§ REQUIRED ACTION
Search the records below for the line containing "Target: woman carrying handbag". Write out that line and every line after it exactly as written.

Dataset entries:
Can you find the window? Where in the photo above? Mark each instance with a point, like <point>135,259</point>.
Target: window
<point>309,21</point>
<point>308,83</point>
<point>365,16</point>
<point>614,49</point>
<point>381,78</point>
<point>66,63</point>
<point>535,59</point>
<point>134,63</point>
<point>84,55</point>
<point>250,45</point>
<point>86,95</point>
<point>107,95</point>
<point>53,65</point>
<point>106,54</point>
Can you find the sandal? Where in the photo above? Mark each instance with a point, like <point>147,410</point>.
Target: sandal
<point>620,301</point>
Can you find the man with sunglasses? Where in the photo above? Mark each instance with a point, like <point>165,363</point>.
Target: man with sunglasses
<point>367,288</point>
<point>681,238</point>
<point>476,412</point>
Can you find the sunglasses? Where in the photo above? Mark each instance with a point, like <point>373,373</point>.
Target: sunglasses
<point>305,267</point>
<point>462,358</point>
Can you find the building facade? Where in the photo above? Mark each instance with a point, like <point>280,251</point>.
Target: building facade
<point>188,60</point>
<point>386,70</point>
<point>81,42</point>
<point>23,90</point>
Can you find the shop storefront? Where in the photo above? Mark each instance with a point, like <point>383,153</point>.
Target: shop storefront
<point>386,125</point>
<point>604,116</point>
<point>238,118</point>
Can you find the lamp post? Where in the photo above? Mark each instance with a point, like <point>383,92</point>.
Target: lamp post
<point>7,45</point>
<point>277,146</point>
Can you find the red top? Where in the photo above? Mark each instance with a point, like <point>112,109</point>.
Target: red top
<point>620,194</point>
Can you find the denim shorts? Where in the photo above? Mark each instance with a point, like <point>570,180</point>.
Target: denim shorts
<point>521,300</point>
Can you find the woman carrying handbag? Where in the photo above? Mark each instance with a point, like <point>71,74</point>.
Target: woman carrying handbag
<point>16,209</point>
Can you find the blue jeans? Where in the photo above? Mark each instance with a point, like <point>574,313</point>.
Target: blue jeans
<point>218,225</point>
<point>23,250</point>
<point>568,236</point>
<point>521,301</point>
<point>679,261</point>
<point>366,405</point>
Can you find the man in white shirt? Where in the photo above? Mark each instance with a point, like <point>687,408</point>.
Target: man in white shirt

§ YOUR SOLUTION
Target: woman carrying handbag
<point>16,209</point>
Can you find the blue jeans? Where in the photo above? Mark each instance with a point, like <point>574,313</point>.
Target: blue jeans
<point>218,225</point>
<point>23,250</point>
<point>568,236</point>
<point>521,301</point>
<point>679,261</point>
<point>366,405</point>
Can you find the man in white shirt? Where in the photo above? Mark each instance with a point, like <point>687,408</point>.
Target: man in white shirt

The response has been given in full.